▶ **Textausschnitt**:
•••••
Konstantin von Notz: Es ist eine durchaus ernste Lage. Wir sehen seit vielen Jahren Desinformationskampagnen und andere Einflussnahmeversuche. Wir sehen, wie Social Media ganz bewusst eingesetzt wird, um Stimmung zu machen und zu spalten. Wir erleben auch Angriffe auf unsere kritische Infrastruktur und wissen, dass der frühere Wirecard-Vorstand Jan Marsalek offenbar ein russischer Agent war. Und leider haben wir nicht den Eindruck, dass die Regierung, das Parlament, alle Sicherheitsbehörden oder auch die Medien diese Gefahr erkennen und verstehen.
53, sitzt seit 2009 für die Grünen im Bundestag und ist seit März 2022 Vorsitzender des Kontrollgremiums der Geheimdienste. Dieses kontrolliert die Nachrichtendienste des Bundes.
Hackingattacken auf den Bundestag, der Tiergartenmord, dann der Angriffskrieg gegen die Ukraine: Ist nicht längst klar, was Russland da treibt?
Ich glaube, die Allgemeinheit ist in der Frage, wie aggressiv Russland vorgeht, immer noch sehr naiv. Wir brauchen insgesamt deutlich mehr Wehrhaftigkeit. Voraussetzung dafür ist ein Bewusstsein, dass es ein massives Problem gibt.
Auch die Bundesregierung hat dieses nicht?
In der Wahrnehmung des Gremiums, dem ich vorsitzen darf, ist das die fraktionsübergreifende Meinung. Wir haben das nicht aus Versehen geschrieben.
Zuletzt stand vor allem die Bundeswehr im Fokus, mit dem Taurus-Leak und dem laxen Sicherheitsumgang bei Videokonferenzen.
Das Problem reicht viel tiefer. Der unvorsichtige Umgang mit Geheimschutzsachen ist nur eine Facette. Da müssen zweifellos alle sensibler agieren. Wir brauchen aber insgesamt ein Bewusstsein, dass massive Kampagnen laufen und wir uns dagegen besser schützen müssen.
Was ist Moskaus Ziel?
Es wird immer offensichtlicher, dass Russland massiv Einfluss nimmt, selbst auf Wahlen und Referenden. Wir werden das auch diesmal wieder bei den Europa- und Landtagswahlen erleben. Wenn man Europa destabilisieren will, ist Deutschland einfach ein sehr relevantes Land.
Was droht uns konkret bei den Wahlen in Deutschland?
•••••
▶ **Aufgaben**:
A: Beantworte anhand des Textausschnitts:
(i) Seit welchem Jahr sitzt Konstantin von Notz für die Grünen im Bundestag?
(ii) Welcher frühere Wirecard-Vorstand war laut Textausschnitt offenbar ein russischer Agent?
(iii) Bei welchen Wahlen wird laut Textausschnitt erneut russische Einflussnahme erwartet?
B: Benenne in den Zeilen des Datenteils, vom Anfang bis einschließlich der Zeile mit „419 282 L 445“, „glass pitcher“ in „ceramic jug“ um und gib nur diese Zeilen sonst unverändert wieder.

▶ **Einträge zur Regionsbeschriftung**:
•••••
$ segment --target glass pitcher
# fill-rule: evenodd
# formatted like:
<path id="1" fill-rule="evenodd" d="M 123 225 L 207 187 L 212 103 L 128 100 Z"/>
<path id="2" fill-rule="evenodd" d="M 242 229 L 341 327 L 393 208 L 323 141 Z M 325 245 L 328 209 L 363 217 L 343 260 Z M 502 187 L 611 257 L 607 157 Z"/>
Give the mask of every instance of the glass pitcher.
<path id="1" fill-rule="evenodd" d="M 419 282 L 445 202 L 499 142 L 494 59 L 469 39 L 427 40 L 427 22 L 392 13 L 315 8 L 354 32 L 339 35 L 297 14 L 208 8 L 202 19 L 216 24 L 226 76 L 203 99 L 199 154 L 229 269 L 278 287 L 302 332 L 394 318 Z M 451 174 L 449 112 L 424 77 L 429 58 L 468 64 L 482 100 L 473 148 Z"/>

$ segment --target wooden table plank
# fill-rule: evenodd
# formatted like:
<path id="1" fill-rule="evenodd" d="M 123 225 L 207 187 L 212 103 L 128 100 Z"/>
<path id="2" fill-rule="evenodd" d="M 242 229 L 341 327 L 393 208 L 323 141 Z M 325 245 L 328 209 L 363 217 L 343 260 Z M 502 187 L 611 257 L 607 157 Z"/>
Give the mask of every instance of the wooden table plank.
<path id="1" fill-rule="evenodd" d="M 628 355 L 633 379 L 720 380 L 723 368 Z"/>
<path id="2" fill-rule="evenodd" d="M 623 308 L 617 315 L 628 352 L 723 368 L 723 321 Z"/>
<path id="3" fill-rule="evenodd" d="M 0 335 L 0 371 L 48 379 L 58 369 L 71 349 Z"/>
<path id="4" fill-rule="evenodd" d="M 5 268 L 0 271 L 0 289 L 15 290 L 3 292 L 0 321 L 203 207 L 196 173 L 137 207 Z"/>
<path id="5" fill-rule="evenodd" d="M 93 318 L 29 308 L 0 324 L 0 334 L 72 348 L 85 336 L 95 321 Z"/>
•••••
▶ **Antworten**:
A:
(i) Seit 2009.
(ii) Jan Marsalek.
(iii) Bei den Europa- und Landtagswahlen.

B:
$ segment --target ceramic jug
# fill-rule: evenodd
# formatted like:
<path id="1" fill-rule="evenodd" d="M 123 225 L 207 187 L 212 103 L 128 100 Z"/>
<path id="2" fill-rule="evenodd" d="M 242 229 L 341 327 L 393 208 L 323 141 Z M 325 245 L 328 209 L 363 217 L 343 260 Z M 502 187 L 611 257 L 607 157 Z"/>
Give the mask of every instance of the ceramic jug.
<path id="1" fill-rule="evenodd" d="M 419 282 L 445 202 L 499 142 L 494 59 L 469 39 L 427 40 L 427 22 L 392 13 L 315 8 L 354 32 L 339 35 L 297 14 L 208 8 L 202 19 L 216 24 L 226 76 L 203 99 L 199 154 L 229 269 L 278 287 L 302 332 L 394 318 Z M 451 174 L 449 112 L 424 77 L 429 58 L 468 64 L 482 100 L 473 148 Z"/>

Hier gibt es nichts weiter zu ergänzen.